» **Texto para análisis**:
◆ ◆ ◆ ◆ ◆

Pero no hay poesía citadina más elevada que aquella que se declama en la cenas elegantes de filantropía donde las alhajas brillan tanto como las sonrisas y la palabras de quienes se jactan de ayudar a los pobres con el dinero recaudado en la televisión que donaron otros más pobres y que llega a los miserables, pero no a los miserables de las colonias sino a los que acumulan cuentan bancarias millonarias. Poesía elegante, la que se escucha en los comedores de los restaurantes finos con el tintineo de las copas de Champagne brindando por una nueva alianza estratégica que permitió un delito más de cuello blanco impune ante la justicia y que abonará recursos al narcotráfico generando nuevas firmas al lavado de dinero.

◆ ◆ ◆ ◆ ◆

» **Material de estudio**:
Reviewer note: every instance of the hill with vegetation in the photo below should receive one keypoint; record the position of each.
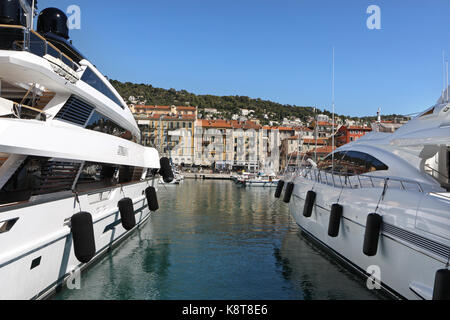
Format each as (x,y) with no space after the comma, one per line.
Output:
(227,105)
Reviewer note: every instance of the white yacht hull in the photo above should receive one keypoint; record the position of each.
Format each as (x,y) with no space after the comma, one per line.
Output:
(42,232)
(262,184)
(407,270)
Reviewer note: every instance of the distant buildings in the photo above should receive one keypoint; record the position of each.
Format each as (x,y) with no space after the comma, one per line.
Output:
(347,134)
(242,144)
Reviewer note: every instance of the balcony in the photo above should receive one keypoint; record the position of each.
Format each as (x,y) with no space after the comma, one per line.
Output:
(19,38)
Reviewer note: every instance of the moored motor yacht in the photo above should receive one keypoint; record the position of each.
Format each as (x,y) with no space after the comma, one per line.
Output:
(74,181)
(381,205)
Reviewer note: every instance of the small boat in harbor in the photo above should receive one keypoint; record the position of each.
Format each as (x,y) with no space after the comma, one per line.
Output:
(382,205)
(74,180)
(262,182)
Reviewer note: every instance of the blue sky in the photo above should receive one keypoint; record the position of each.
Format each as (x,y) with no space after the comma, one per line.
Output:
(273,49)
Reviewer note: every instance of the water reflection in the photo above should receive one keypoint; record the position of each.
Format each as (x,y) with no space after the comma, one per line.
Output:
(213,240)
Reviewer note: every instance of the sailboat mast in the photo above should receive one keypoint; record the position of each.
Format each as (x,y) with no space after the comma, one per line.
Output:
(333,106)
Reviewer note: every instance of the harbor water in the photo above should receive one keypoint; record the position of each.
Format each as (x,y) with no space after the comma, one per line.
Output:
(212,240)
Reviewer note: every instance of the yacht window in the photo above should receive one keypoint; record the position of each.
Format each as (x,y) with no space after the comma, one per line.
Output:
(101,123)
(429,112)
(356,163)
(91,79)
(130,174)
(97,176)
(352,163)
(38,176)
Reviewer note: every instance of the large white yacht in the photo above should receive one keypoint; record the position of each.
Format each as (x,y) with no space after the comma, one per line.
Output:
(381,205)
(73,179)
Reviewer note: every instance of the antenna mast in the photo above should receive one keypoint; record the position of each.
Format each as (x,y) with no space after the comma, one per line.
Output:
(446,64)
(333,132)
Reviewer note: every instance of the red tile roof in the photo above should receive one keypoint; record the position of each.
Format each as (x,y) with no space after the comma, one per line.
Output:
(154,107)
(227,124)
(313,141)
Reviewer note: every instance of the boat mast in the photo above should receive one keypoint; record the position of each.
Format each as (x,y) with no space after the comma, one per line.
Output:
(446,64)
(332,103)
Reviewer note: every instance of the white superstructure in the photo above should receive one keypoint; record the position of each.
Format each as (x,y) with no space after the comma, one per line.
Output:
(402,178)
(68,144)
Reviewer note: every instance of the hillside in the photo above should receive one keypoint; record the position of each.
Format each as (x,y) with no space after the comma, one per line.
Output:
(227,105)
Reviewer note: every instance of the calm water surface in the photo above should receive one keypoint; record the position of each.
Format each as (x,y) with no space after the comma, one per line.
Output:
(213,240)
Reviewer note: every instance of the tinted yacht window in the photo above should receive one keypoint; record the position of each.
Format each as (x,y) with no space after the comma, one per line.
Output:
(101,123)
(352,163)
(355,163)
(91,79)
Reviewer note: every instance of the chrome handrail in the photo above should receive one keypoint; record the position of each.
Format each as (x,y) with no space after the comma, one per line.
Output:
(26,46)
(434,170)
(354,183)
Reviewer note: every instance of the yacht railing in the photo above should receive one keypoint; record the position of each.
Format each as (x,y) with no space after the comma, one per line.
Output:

◆ ◆ ◆ ◆ ◆

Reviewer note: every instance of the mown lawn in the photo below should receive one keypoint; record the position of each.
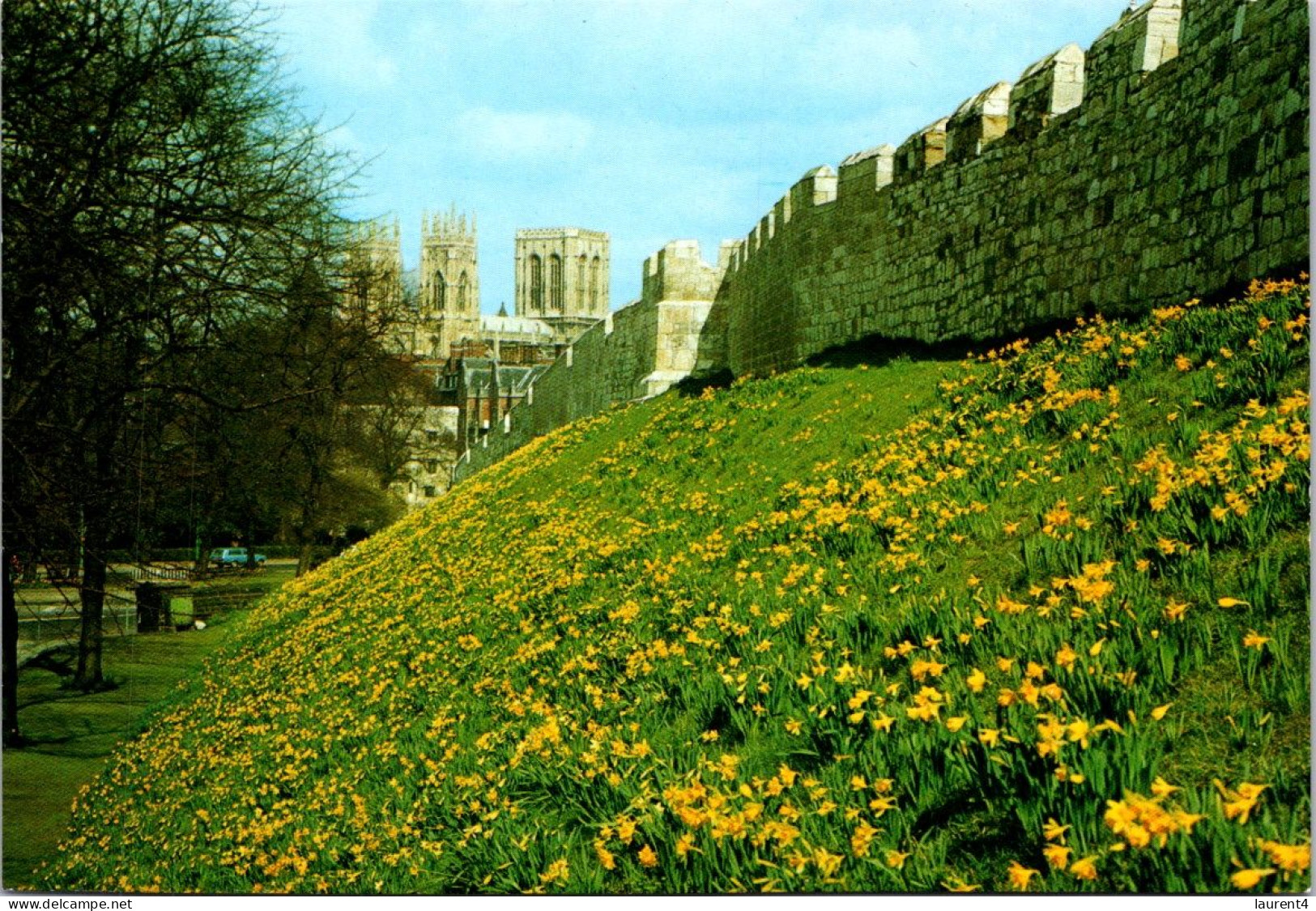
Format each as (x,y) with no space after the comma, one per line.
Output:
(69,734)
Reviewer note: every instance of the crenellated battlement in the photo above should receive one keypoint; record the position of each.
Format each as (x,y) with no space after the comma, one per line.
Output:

◆ ◆ ◆ ◆ ◆

» **Conjunto de tareas**:
1 - Reproduce del texto sobre la poesía citadina todo lo que va desde "Pero no hay" hasta "lavado de dinero.".
2 - Responde estas preguntas sobre el texto sobre la poesía citadina:
(a) ¿En qué tipo de cenas se declama la poesía citadina más elevada?
(b) ¿Qué copas tintinean en los comedores de los restaurantes finos?
(c) ¿Por qué se brinda con esas copas?
3 - Prolonga el texto sobre la poesía citadina a partir de su última oración.

» **Respuestas numeradas**:
1 -
Pero no hay poesía citadina más elevada que aquella que se declama en la cenas elegantes de filantropía donde las alhajas brillan tanto como las sonrisas y la palabras de quienes se jactan de ayudar a los pobres con el dinero recaudado en la televisión que donaron otros más pobres y que llega a los miserables, pero no a los miserables de las colonias sino a los que acumulan cuentan bancarias millonarias. Poesía elegante, la que se escucha en los comedores de los restaurantes finos con el tintineo de las copas de Champagne brindando por una nueva alianza estratégica que permitió un delito más de cuello blanco impune ante la justicia y que abonará recursos al narcotráfico generando nuevas firmas al lavado de dinero.

2 -
(a) En las cenas elegantes de filantropía.
(b) Las copas de Champagne.
(c) Por una nueva alianza estratégica.

3 -
Poesía bucólica es observar a la mujer haciendo un slice en el hoyo 17, escuchar el sonido del palo de madera golpeando la pelota de golf hasta la zona arbolada y luego un drive para dejarla en el green; deleitarse con su pasión por el golf al patear la bola hacia un bunker muy profundo en espera que su joven cadi acuda presurosos a rescatarla para luego departir con él en la clandestinidad del hoyo 20 de algún hotel furtivo, porque el hoyo 19 está demasiado atiborrado de miradas indiscretas.
Poesía es ver el rostro orgulloso de un periodista encerrado por escribir la verdad de un gobierno corrupto y soberbio donde los negocios de familia diezman los bosques, colapsan los puentes; sustraen los recursos de los damnificados por un huracán; o el gesto incrédulo de una periodista acusada por denunciar a los pederastas que lucran con la explotación sexual de las niñas y los niños.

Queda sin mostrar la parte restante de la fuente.